Problem: Copy the material that follows word for word and omit its pictures.

Input material:
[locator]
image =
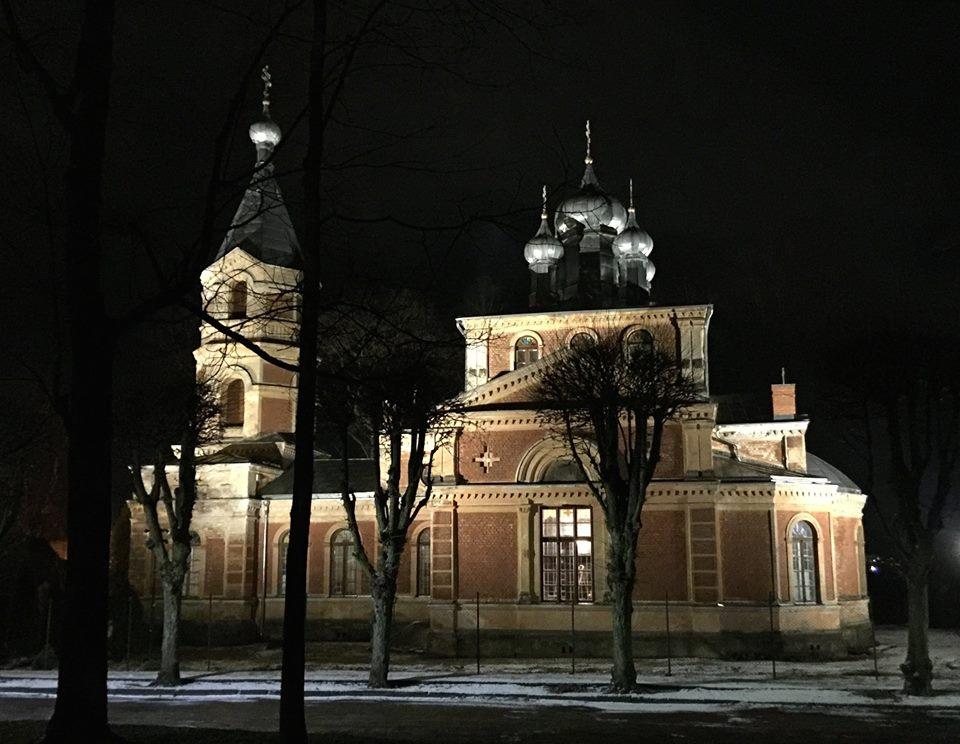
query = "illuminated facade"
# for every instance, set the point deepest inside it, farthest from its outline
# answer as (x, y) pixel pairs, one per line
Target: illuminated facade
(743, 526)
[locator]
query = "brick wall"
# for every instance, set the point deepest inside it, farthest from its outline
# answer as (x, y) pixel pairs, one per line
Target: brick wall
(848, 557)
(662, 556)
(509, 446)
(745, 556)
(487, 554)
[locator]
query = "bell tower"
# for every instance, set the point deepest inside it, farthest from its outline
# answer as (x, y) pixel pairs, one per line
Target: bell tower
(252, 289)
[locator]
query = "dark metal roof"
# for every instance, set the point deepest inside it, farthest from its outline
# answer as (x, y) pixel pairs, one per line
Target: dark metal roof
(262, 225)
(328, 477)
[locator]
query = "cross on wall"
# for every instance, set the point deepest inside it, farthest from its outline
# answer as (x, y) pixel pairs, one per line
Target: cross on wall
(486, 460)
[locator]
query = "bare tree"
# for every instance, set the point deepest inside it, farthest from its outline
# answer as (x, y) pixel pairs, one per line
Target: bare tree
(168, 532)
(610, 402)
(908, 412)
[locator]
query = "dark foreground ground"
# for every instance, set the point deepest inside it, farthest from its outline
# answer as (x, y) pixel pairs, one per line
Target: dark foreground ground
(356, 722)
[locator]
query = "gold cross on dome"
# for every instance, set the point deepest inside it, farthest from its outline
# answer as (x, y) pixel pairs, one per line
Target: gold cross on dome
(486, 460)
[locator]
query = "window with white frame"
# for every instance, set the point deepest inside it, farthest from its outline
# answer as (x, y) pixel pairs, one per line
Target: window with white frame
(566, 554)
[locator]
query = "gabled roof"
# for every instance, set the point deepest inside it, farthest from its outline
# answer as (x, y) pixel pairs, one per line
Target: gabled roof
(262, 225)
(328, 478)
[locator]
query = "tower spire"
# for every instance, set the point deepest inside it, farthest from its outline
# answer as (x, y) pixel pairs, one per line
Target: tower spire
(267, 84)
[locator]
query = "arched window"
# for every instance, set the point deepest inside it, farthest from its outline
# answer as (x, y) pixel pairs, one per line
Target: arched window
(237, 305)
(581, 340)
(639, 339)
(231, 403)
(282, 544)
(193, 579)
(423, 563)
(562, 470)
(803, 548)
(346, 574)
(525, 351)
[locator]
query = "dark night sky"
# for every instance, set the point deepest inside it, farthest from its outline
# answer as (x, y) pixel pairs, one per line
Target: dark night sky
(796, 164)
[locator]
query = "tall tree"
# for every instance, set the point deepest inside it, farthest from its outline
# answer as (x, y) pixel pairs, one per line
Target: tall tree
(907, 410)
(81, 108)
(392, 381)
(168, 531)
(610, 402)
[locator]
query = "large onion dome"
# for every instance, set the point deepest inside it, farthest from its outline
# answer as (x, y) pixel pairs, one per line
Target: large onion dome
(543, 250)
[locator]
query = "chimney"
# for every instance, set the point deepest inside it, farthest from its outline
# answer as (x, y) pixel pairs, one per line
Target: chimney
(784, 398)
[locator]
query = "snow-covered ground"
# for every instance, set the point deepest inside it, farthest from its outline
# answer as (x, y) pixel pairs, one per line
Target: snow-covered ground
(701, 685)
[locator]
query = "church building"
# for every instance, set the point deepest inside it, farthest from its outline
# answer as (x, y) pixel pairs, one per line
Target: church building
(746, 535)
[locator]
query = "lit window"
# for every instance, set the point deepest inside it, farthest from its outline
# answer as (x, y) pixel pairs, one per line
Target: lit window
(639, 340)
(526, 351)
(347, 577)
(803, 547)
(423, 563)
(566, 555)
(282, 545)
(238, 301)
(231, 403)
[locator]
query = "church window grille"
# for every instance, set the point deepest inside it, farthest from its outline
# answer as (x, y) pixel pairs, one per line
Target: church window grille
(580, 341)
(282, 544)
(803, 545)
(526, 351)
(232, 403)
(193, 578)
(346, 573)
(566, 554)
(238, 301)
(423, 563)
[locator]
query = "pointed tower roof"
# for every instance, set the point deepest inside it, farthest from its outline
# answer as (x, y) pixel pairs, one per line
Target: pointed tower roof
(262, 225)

Finished answer:
[locator]
image =
query = "illuminated facade"
# for every instance, set the point deepest inside it, farthest from its outline
# answer as (x, y) pixel pairs, one per line
Target: illuminated facade
(743, 526)
[locator]
query = "brick wall"
# for every instance, set the point deepest inside it, farthest from its outline
# answer as (x, y) pixel pairs, one per line
Target: brick wall
(848, 557)
(662, 556)
(509, 446)
(745, 556)
(487, 554)
[locator]
query = "bell tower"
# for every instance, set the point deepest inside it, farthest from its outline
# answer as (x, y) pixel pairs, one per line
Target: bell tower
(252, 289)
[locator]
query = "dark metal roof"
# for every instance, set the point deepest inside it, farthest from its outline
# answer as (x, y) pixel pairs, one per line
Target: dark metal roof
(262, 225)
(328, 477)
[locator]
query = "cross on wall"
# for every instance, set the point deepest inside it, farthest from its outline
# answer as (x, y) pixel pairs, one per line
Target: cross on wall
(486, 460)
[locator]
query = "bare tree"
# for every instance, set the point deepest inside it, farthest from its outline
# answer as (x, y) pixel pairs, one per line
Target: bare tree
(168, 532)
(610, 402)
(908, 412)
[locator]
query = "dark foreground ground"
# for every instance, set the point deepest inside it, farthest from its outline
# answer as (x, y) pixel pairs, one per line
Target: dark foreground ground
(356, 722)
[locator]
query = "gold cross on dome"
# for every instance, set the point deepest inside it, farthest from its outline
# answer as (x, y) pixel pairs, one per line
Target: gold cross on dome
(486, 460)
[locator]
query = "window with white frame"
# for every instance, set the point deepest inside it, farthest from its outline
# answer as (x, y) pixel pairs, one per line
Target: window with white frame
(566, 554)
[locator]
query = "gabled roof"
# for every instance, set the point deepest inside it, farthest from its outline
# answer as (x, y) pixel pairs, one per line
Target: gabled roof
(262, 225)
(328, 478)
[locator]
query = "tower spire"
# for every instance, set the point deepest inside it, farthest from its outline
# answer as (x, y) pixel pairs, one per line
Target: tower spire
(267, 84)
[locator]
query = "arched window"
# for every instance, set the point deepest inside it, farthest from its outline
# answer as (x, y) pixel pairs, one per line
Target: arched window
(237, 305)
(581, 340)
(639, 339)
(231, 403)
(282, 544)
(193, 579)
(423, 563)
(562, 470)
(803, 548)
(346, 574)
(525, 351)
[locator]
query = "dark night sky"
# for every instance, set the point deepest inside it, farthest from its outline
# answer as (x, y) pixel pairs, one per line
Target: dark night sky
(796, 164)
[locator]
query = "tall tree"
# for every instance, set the point deepest inside it, farthest from its outline
# answer as (x, y) pixel pairs, one per line
Target: tall tree
(907, 410)
(81, 108)
(392, 381)
(168, 531)
(610, 402)
[locator]
query = "large onion dome"
# for every instance, set the point deepest inside it, farthest from its outline
# answer as (x, y) pixel pairs, one per line
Target: large onion dome
(543, 250)
[locator]
query = "chimney"
# for every instance, set the point deepest inside it, farthest from its outline
# answer as (x, y) pixel pairs, one per line
Target: chimney
(784, 398)
[locator]
query = "snow-covered ground"
# for every instance, set the point deepest inside it, farthest from its outline
# answer as (x, y) pixel pairs, one per line
Target: snow-covered ground
(701, 685)
[locator]
query = "church building"
# for every instance, set the point deepest inside it, farthest from its outline
# answer as (x, y) pixel pairs, one per line
Target: church building
(746, 535)
[locator]
query = "lit window"
# for every instance, set the point deepest inside it, farthest from its outline
# answer as (x, y) pixel pairs, one per line
Target: lit window
(639, 340)
(526, 351)
(347, 577)
(803, 547)
(423, 563)
(566, 555)
(282, 545)
(238, 301)
(231, 403)
[locator]
query = "church window grille"
# for every instance, set the point deepest inside it, farthest from its outline
# answer as (x, y) pixel pairs, one per line
Target: church window grille
(580, 341)
(282, 544)
(803, 545)
(526, 351)
(232, 403)
(193, 578)
(346, 573)
(566, 554)
(238, 301)
(423, 563)
[locator]
query = "pointed tower roof"
# for every instance, set the point deepest inside it, farthest from its outline
# answer as (x, y) pixel pairs, one per line
Target: pointed tower roof
(262, 225)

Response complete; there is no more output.